- SELECTED EXCERPT
######
Rickie Lambert has agreed to join Liverpool.
Rickie Lambert has agreed to join Liverpool.

After two fairly impressive seasons in the top flight with Southampton, Rickie Lambert is about to join his boyhood heroes. It's the kind of move that Liverpool used to be renowned for -- swift, surprising and financially sound.

Many fans said at the end of last season that a very poor defensive record was the major concern that needed to be addressed and yet there was always a suspicion that Brendan Rodgers would throw the rule book out of the window. The persistent links with another Southampton star, Adam Lallana, merely confirmed this.

- Lambert: Saints star set for move

- Scout's Notebook: Emre Can next in?

There have been many discussions about the back four, whether they were merely competent or were simply not being coached and organised to the required standard. As with many football queries it's probably a mix of both and because the initial transfer moves are concerned with midfield creators and forwards that doesn't mean that's the end of Liverpool's spending by any stretch of the imagination.

The move for Lambert certainly addresses a nagging concern that some have; namely what happens whenever something untoward happens to either Luis Suarez or Daniel Sturridge? Frankly, the times were few when the Reds' boss had to look to his bench for inspiration in the middle of a match but when that occurred, the likes of Victor Moses and Iago Aspas hardly inspired confidence.

Lambert's stats were immediately all over social media like a rash. He achieved double figures in goals and assists, just like his Liverpool counterparts. His career story certainly has notable comparisons with another short-term Anfield hero, John Aldridge.

There are the humble lower-league beginnings and the latter-day place in the top flight thanks to promotion -- Aldridge with Oxford and Lambert with Southampton -- and even a belated international call-up, though Aldridge had his Irish grandmother to thank for that. There's also the small matter of penalty expertise and a fanatical devotion to the club which is entirely unmotivated by a pay packet.

Like all transfers there is always a chance of failure. The one truly uplifting signal from this move is the difference between this one and the Andy Carroll deal. A lot has been learned in a short space of time and while the Newcastle striker's move ended up costing the club a whopping 20 million pounds loss, here is a player who doesn't cost anything like as much but can offer an alternative to the current strikers. In Carroll's case, that also required the purchase of a free kick expert, Charlie Adam, and a supplier of crosses in Stuart Downing.
######
- EXCERPTED DATA
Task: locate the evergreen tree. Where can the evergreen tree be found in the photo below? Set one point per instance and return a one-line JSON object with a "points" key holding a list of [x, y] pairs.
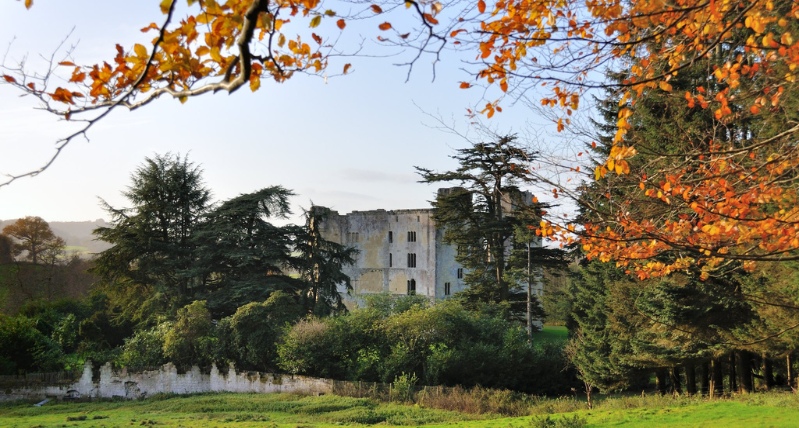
{"points": [[241, 256], [479, 217], [148, 271]]}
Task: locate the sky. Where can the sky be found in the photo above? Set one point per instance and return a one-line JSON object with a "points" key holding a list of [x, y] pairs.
{"points": [[350, 143]]}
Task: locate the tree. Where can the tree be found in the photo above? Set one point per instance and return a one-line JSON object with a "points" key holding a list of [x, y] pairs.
{"points": [[321, 263], [148, 269], [35, 239], [479, 218], [519, 45], [241, 256], [253, 333], [6, 244]]}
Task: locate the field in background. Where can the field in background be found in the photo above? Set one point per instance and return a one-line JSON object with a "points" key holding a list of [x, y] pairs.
{"points": [[287, 410]]}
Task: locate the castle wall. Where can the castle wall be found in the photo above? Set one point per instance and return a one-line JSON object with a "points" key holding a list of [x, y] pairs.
######
- SHORT PROBLEM 1
Copy the Lambert transfer article starting at "After two fairly" and ending at "and financially sound.", swapping "boyhood heroes" for "childhood heroes".
- SHORT PROBLEM 2
Answer these questions from the Lambert transfer article.
(a) Which other Southampton star has Liverpool persistently been linked with?
(b) Which two players on the bench hardly inspired confidence?
(c) How large a loss did the Newcastle striker's move end up costing the club?
- SHORT PROBLEM 3
List every football club named in the Lambert transfer article.
Rely only on the Lambert transfer article when answering.

- TASK SOLUTION 1
After two fairly impressive seasons in the top flight with Southampton, Rickie Lambert is about to join his childhood heroes. It's the kind of move that Liverpool used to be renowned for -- swift, surprising and financially sound.

- TASK SOLUTION 2
(a) Adam Lallana
(b) Victor Moses and Iago Aspas
(c) 20 million pounds

- TASK SOLUTION 3
Liverpool
Southampton
Oxford
Newcastle